• Page text:

Field work was conducted for two weeks in March 2017 in the area between Dibab and Qalhat. As the northern part of the study area is hard to access, this area was analysed by remote sensing only. For analysing the tectonic situation in the investigated area, numerous faults were identified in the Eocene limestone formations. Most of them were exposed quite well so that fault surfaces could be measured with a geological compass.

Figure 3 shows three examples of exposed faults. Most of the identified faults appeared like the faults shown in Figure 3A; large-scale faults like the one in Figure 3C were investigated in the walls of wadi channels.

Figure 3 

Structure map of the study area. Structure map of the area between Daghmar and Tiwi, showing both the digital and field results and a rose diagram of all detected faults. (A), (B), (C): Examples for faults in different dimensions detected in the field, the location of each fault is noted on the map. The location of the photography in Figure 5 is located as well.

Lineament Analysis

Hobbs (1904) was the first scientist who used the term lineament by defining it as a “significant line of landscape which reveals the hidden architecture of rock basement”. Lineament is now a widely used term and often includes different matters depending on the focus of study. The term can be used for geological features like faults, shear zones, rift valleys, fracture traces or for linear characteristics due to lithological layering. It also can describe geomorphological features like the alignment of streams and valleys, topographic elements like ridges or even linear vegetation formations (Gupta 2013). For the purpose of this study, lineaments are defined as prominent, linear structures of non-anthropogenic origin in the landscape that can be identified clearly in the DEM. These lineaments can further be interpreted as zones of rock weakness or, respectively, fault zones, leading to increased erosion and therefore acting as a helpful tool for the identification of fault zones (Burbank & Anderson 2011; Jordan et al. 2005).

For lineament analysis the software ArcMap10.3.1 was used. It provides 8 relief shading models for illumination angles at intervals of 45° (Figure 2).

Drainage System Analyses

The drainage network that was extracted from the DEM shows a dendritic pattern following slope and topography (Figure 2). This given drainage system was examined in terms of drainage anomalies, which describe any kind of local deviation from the original dendritic drainage pattern (Huggett 2007; Ramasamy et al. 2011). These deviations are defined as deflected channels or compressed meanders (Figure 2) and their analyses is a common method in geomorphological studies as the drainage system is likely controlled by neo-tectonic deformation (Bhosle et al. 2009; Estrada 2015; Ramasamy et al. 2011). Deflected drainage may be caused by lineaments crossing the stream and deflecting it, whereas compressed meanders may also indicate a vertical component (Deffontaines et al. 1997; Ramasamy et al. 2011). The drainage system is not only controlled by structural elements, but also by the terrace morphology. Consequently, the analysis itself was conducted non-automatically to distinguish between tectonically and morphological influenced anomalies as well as lineaments resulting from anthropogenic features.

• Data supplied:

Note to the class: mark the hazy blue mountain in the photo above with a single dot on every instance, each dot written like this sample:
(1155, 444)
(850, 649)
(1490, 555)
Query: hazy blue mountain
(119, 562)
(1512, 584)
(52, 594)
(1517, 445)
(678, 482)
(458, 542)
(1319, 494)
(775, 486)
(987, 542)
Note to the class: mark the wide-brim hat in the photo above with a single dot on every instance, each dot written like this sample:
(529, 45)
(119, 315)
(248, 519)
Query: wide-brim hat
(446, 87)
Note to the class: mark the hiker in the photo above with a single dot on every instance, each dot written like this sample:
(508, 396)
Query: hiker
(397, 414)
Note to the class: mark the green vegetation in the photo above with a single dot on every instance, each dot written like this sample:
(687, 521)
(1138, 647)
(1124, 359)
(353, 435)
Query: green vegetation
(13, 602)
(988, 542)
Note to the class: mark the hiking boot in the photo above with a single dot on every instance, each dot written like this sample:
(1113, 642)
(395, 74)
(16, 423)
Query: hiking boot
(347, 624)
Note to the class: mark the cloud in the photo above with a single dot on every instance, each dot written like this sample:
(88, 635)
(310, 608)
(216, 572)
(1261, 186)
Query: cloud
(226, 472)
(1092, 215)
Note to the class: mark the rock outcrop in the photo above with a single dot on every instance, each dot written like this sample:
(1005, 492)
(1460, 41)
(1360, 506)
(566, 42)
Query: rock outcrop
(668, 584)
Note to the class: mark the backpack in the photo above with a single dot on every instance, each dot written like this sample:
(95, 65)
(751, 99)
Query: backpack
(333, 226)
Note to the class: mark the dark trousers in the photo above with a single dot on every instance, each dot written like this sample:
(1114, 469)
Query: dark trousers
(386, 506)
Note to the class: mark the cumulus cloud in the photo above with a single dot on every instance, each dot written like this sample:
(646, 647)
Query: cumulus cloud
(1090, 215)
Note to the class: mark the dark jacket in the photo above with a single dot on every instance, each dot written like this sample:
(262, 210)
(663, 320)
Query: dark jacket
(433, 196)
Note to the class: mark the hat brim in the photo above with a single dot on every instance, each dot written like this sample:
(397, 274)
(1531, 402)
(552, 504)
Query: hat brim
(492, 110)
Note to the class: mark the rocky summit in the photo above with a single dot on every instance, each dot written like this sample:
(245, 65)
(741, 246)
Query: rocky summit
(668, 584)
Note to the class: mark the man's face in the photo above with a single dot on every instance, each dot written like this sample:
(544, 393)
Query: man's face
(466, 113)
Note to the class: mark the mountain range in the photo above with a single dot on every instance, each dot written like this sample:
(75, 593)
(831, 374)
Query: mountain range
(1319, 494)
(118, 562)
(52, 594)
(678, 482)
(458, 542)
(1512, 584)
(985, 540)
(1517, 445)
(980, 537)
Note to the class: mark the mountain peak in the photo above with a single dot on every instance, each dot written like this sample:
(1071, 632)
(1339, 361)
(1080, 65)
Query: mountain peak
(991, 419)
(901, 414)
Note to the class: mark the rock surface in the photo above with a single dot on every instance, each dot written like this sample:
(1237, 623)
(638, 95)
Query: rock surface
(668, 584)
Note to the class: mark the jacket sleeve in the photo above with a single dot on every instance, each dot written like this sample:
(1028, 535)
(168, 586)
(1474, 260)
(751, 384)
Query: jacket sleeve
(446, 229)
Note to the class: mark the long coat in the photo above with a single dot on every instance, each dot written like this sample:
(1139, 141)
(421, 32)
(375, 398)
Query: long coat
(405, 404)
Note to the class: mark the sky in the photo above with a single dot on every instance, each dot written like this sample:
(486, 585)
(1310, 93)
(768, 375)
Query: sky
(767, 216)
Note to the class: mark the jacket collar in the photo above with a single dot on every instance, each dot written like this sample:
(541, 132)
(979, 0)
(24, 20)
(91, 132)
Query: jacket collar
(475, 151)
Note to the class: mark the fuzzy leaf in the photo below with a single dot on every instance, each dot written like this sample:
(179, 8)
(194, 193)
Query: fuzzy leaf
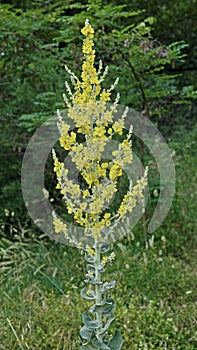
(99, 345)
(105, 248)
(107, 325)
(88, 347)
(86, 333)
(116, 341)
(89, 258)
(108, 285)
(90, 267)
(87, 294)
(88, 321)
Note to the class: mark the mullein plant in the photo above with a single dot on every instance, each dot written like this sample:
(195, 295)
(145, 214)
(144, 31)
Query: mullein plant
(88, 202)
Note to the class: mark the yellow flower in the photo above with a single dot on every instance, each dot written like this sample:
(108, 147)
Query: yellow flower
(118, 126)
(104, 259)
(59, 226)
(115, 171)
(105, 96)
(88, 30)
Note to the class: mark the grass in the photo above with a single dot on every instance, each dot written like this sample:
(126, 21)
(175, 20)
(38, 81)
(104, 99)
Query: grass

• Required task: From the fault and lineament mapping text, extract the part that opens with the words containing "Figure 3 shows" and closes with "of wadi channels.".

• Response:
Figure 3 shows three examples of exposed faults. Most of the identified faults appeared like the faults shown in Figure 3A; large-scale faults like the one in Figure 3C were investigated in the walls of wadi channels.